With the dust beginning to settle after the storm that was Greek and SLG rush, students are finding themselves once again faced with the harsh realities of Duke’s toxic social climate. As bid day photos and big-little shots are plastered across social media, independent students increasingly feel pushed to the side. The looming housing deadline presents further apprehension for many who have no selective housing safety net. Social events become more restrictive as they transform into intimate mixers, leaving unaffiliated students with few options besides Shooters if they want to go out.

Combine these post-rush sentiments with the already-exclusive social scene that stems from our off-campus culture. In the status quo, there exist certain administrative policies that encourage students to seek refuge off campus. After all, if students feel like they are unable to have an active social life on campus for fear of being written up, they will seek an off-campus event where those regulations do not prevail. Therefore, these attitudes create an environment in which incredibly toxic elements of the Duke social culture, including but not limited to alcohol dependence, exclusivity and sexual assault, can thrive.

Many will cite K-Ville as the remedy, bringing together students from all walks of life in a unique way that no other on-campus organization can duplicate. As one individual explains, “When I’m in section 17, I don’t feel like an independent student. I just feel like a Duke student.” But what happens when Feb. 9 comes and goes? Does attendance at non-men’s basketball games drop off because they are no longer mandated attendance events? How many Crazies will be at the lacrosse games, the tennis matches, or the track meets this spring?

These are some of the pressing issues of Duke’s social culture that keep us up at night. But a cultural shift is not an easy one. We have worked tirelessly with various groups in an attempt to understand what it would take to combat the off-campus scene. For such a change to occur, there needs to be a mutual establishment of trust on both ends. The administration must have faith that, on their own and slightly less regulated, students will not burn the campus to the ground. Students must then trust that the administration is not completely out to get them. Only once this mutual trust is established can we make any progress moving forward.

Such a large-scale transition will take time. We recognize that events will continue to take place off campus for the time being, so there is a pressing need to address student safety in the meantime. Thus, DSG has partnered with administrators in order to modify the alcohol amnesty policy. The current policy holds that formal disciplinary action for a violation of the alcohol policy will not be taken against students for whom medical assistance is sought, or against those who seek medical assistance for themselves or for others. However, this “amnesty” does not presently extend to groups, meaning a group that holds an event at which a student ends up needing EMS ultimately faces formal disciplinary sanctions, namely probation.

Our goal in pursuing this policy change was simple: to promote the safety of students. Groups should not have to feel discouraged from providing help to guests at their events, and it is our hope that, should this policy go into effect, this would be the beginning of smoother and more transparent channels of communication between administrators and student groups.

As for the several other cultural dilemmas, we’re working on it.

Operating on the principle that campus culture is so closely intertwined with residential life, we are looking towards the possibilities that lie with the new dorms to come. Students have expressed a need for community—and not just community within independent houses, but also among different groups. There is no simple solution to the exclusivity that arises from a social culture dominated by selective groups, but we do hope that we can develop equitable means of social engineering to foster a sense of community for all Duke students.

With the Campus Center as Duke’s prime social hub, we are exploring ways to take advantage of these new spaces. Penn Pavilion and Devil’s Krafthouse hold exciting potential as prospective spaces in which groups can hold on-campus social events. DSG is in the midst of discussions with administrators about how we can cultivate an environment that is conducive to open social events that students want.

And for those students who are trying to navigate through the post-rush scene, or who wish they had joined a club at the beginning of the year but forgot to sign up, or who are just looking for some more opportunities to get involved, DSG is partnering with Launch to host a Spring Activities Fair. Come by Penn Pavilion on Feb. 14 and check it out!

DSG has also been collaborating closely with the Gatekeepers, Inferno, and the Line Monitors this year to build a more holistic and intimately interconnected sports culture here at Duke.

But at the end of the day, we don’t have all the answers. We’re here for you, and we are always open to hearing what students need and how DSG could play a role in bettering the Duke experience.

ABOUT THIS EXERCISE: Reproduce verbatim everything in the essay on Duke's social culture from "These are some" down to "progress moving forward.". The rows after this point play no role in the work.

RECORD SET:
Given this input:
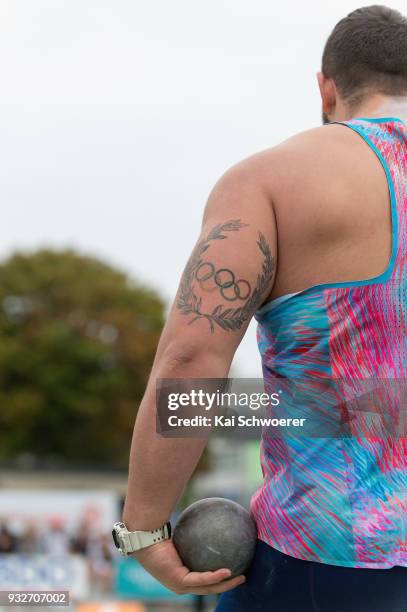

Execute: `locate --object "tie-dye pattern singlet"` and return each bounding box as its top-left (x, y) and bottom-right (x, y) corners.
top-left (251, 117), bottom-right (407, 568)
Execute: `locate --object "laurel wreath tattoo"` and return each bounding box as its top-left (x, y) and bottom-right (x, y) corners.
top-left (177, 219), bottom-right (274, 333)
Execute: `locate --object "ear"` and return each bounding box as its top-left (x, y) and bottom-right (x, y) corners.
top-left (317, 72), bottom-right (336, 117)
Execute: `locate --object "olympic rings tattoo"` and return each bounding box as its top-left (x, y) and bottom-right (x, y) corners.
top-left (195, 261), bottom-right (252, 302)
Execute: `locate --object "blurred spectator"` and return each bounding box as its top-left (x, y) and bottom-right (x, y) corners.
top-left (42, 519), bottom-right (69, 555)
top-left (71, 521), bottom-right (89, 555)
top-left (18, 523), bottom-right (39, 554)
top-left (0, 524), bottom-right (17, 553)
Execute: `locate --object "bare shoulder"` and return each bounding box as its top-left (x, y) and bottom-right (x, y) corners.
top-left (210, 124), bottom-right (354, 201)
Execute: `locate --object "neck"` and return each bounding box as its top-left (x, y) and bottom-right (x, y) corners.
top-left (349, 95), bottom-right (407, 121)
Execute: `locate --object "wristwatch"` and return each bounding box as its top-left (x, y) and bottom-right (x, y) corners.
top-left (112, 521), bottom-right (171, 556)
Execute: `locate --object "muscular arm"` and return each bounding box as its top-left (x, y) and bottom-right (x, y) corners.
top-left (123, 158), bottom-right (276, 592)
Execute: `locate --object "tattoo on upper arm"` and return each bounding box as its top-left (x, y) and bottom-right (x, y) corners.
top-left (177, 219), bottom-right (274, 332)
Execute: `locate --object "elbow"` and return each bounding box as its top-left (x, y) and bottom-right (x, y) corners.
top-left (160, 341), bottom-right (230, 378)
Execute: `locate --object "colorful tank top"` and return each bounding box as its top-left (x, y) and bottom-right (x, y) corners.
top-left (251, 117), bottom-right (407, 568)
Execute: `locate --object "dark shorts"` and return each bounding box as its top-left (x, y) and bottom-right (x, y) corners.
top-left (216, 540), bottom-right (407, 612)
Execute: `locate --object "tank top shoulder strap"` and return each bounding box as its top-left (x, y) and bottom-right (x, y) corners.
top-left (333, 117), bottom-right (407, 281)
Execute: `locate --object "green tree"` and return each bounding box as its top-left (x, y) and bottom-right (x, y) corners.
top-left (0, 250), bottom-right (164, 467)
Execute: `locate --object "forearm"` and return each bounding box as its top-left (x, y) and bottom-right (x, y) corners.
top-left (123, 355), bottom-right (230, 530)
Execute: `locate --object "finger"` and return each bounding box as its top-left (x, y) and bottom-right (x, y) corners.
top-left (185, 576), bottom-right (246, 595)
top-left (182, 567), bottom-right (232, 588)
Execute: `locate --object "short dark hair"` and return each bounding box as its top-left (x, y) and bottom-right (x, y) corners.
top-left (322, 4), bottom-right (407, 106)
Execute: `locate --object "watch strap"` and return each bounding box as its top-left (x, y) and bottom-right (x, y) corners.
top-left (122, 522), bottom-right (171, 553)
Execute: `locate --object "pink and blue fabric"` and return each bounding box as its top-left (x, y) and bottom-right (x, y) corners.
top-left (251, 117), bottom-right (407, 568)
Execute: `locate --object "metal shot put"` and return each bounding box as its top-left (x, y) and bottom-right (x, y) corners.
top-left (172, 497), bottom-right (257, 576)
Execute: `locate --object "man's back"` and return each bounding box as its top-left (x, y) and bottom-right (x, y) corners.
top-left (252, 118), bottom-right (407, 568)
top-left (253, 116), bottom-right (396, 299)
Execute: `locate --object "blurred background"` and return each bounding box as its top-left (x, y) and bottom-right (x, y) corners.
top-left (0, 0), bottom-right (404, 612)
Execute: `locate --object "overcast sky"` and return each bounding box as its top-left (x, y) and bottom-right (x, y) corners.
top-left (0, 0), bottom-right (404, 376)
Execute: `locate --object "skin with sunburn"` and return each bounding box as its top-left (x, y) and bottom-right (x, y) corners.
top-left (123, 81), bottom-right (407, 594)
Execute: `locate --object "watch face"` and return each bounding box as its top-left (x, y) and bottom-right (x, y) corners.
top-left (112, 529), bottom-right (120, 548)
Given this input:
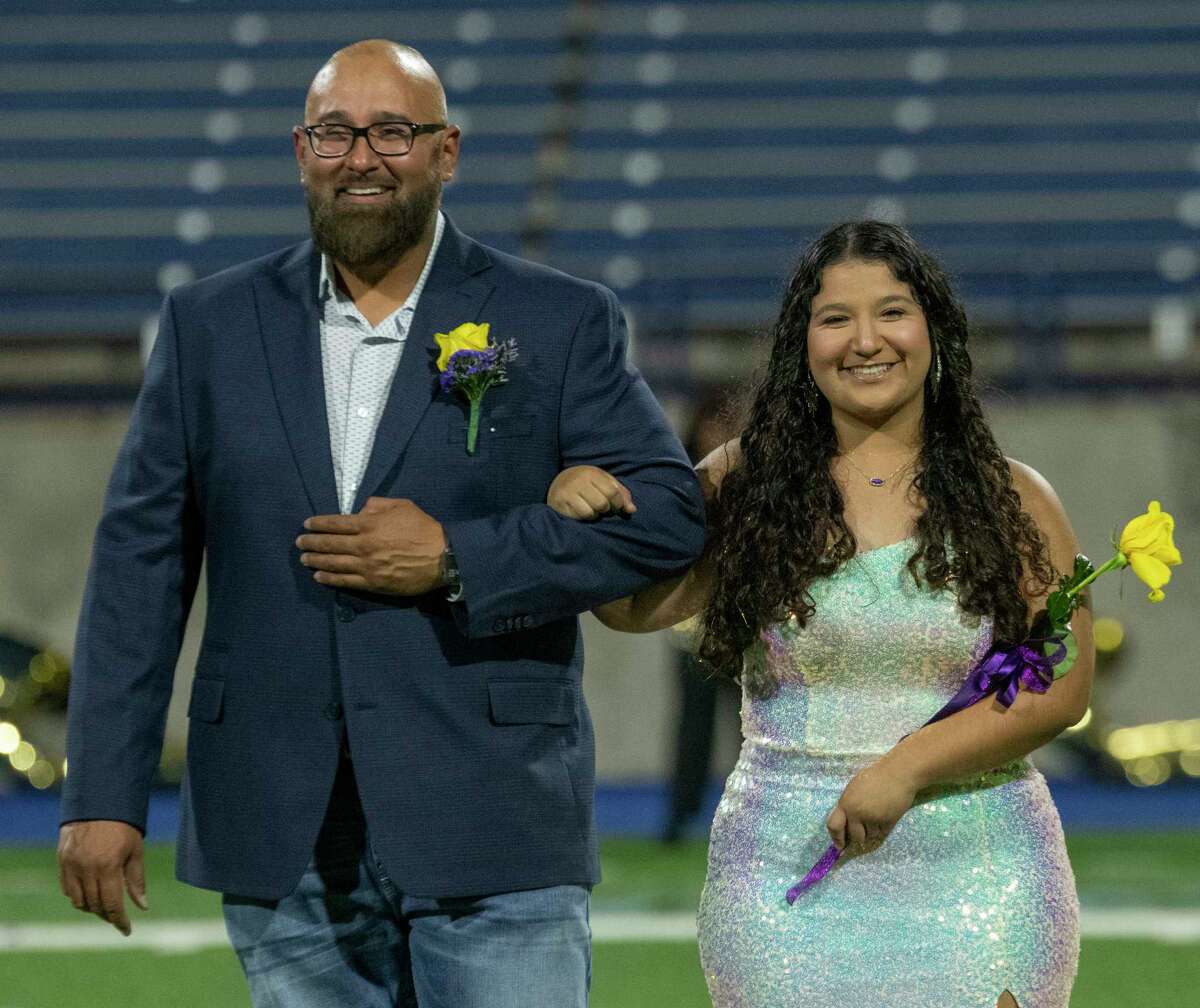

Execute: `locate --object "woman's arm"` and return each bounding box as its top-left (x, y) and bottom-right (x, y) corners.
top-left (592, 438), bottom-right (742, 634)
top-left (827, 462), bottom-right (1096, 847)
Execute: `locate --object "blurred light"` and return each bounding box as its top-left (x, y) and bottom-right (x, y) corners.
top-left (175, 210), bottom-right (215, 245)
top-left (1150, 298), bottom-right (1196, 361)
top-left (1171, 718), bottom-right (1200, 750)
top-left (1067, 707), bottom-right (1092, 732)
top-left (8, 742), bottom-right (37, 773)
top-left (204, 109), bottom-right (241, 144)
top-left (630, 101), bottom-right (671, 136)
top-left (1124, 756), bottom-right (1171, 787)
top-left (637, 53), bottom-right (676, 88)
top-left (612, 203), bottom-right (653, 238)
top-left (28, 760), bottom-right (54, 791)
top-left (646, 4), bottom-right (688, 38)
top-left (1178, 190), bottom-right (1200, 228)
top-left (623, 150), bottom-right (662, 186)
top-left (908, 49), bottom-right (950, 84)
top-left (229, 14), bottom-right (270, 49)
top-left (442, 56), bottom-right (484, 91)
top-left (0, 721), bottom-right (20, 756)
top-left (456, 11), bottom-right (496, 46)
top-left (217, 60), bottom-right (254, 95)
top-left (187, 157), bottom-right (226, 194)
top-left (895, 98), bottom-right (934, 133)
top-left (925, 4), bottom-right (967, 35)
top-left (604, 256), bottom-right (646, 290)
top-left (1105, 718), bottom-right (1200, 762)
top-left (1158, 245), bottom-right (1200, 283)
top-left (1092, 616), bottom-right (1124, 654)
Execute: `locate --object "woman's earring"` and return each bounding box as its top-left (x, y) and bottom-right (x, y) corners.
top-left (802, 371), bottom-right (817, 416)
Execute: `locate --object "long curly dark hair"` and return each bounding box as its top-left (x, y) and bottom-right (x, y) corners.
top-left (700, 221), bottom-right (1052, 696)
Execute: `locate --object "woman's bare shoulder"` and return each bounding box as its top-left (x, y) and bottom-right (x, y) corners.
top-left (696, 437), bottom-right (742, 499)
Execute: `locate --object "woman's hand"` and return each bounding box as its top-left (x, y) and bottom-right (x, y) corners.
top-left (546, 466), bottom-right (637, 521)
top-left (826, 760), bottom-right (917, 854)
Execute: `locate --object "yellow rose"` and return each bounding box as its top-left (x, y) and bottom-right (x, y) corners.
top-left (433, 322), bottom-right (490, 371)
top-left (1117, 500), bottom-right (1183, 602)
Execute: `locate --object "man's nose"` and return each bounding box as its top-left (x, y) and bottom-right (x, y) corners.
top-left (346, 136), bottom-right (379, 174)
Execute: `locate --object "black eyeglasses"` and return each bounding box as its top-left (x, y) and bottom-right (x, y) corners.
top-left (300, 122), bottom-right (446, 157)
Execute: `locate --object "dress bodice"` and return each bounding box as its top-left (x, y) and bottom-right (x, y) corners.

COMPLETED TASK:
These are some of the pressing issues of Duke’s social culture that keep us up at night. But a cultural shift is not an easy one. We have worked tirelessly with various groups in an attempt to understand what it would take to combat the off-campus scene. For such a change to occur, there needs to be a mutual establishment of trust on both ends. The administration must have faith that, on their own and slightly less regulated, students will not burn the campus to the ground. Students must then trust that the administration is not completely out to get them. Only once this mutual trust is established can we make any progress moving forward.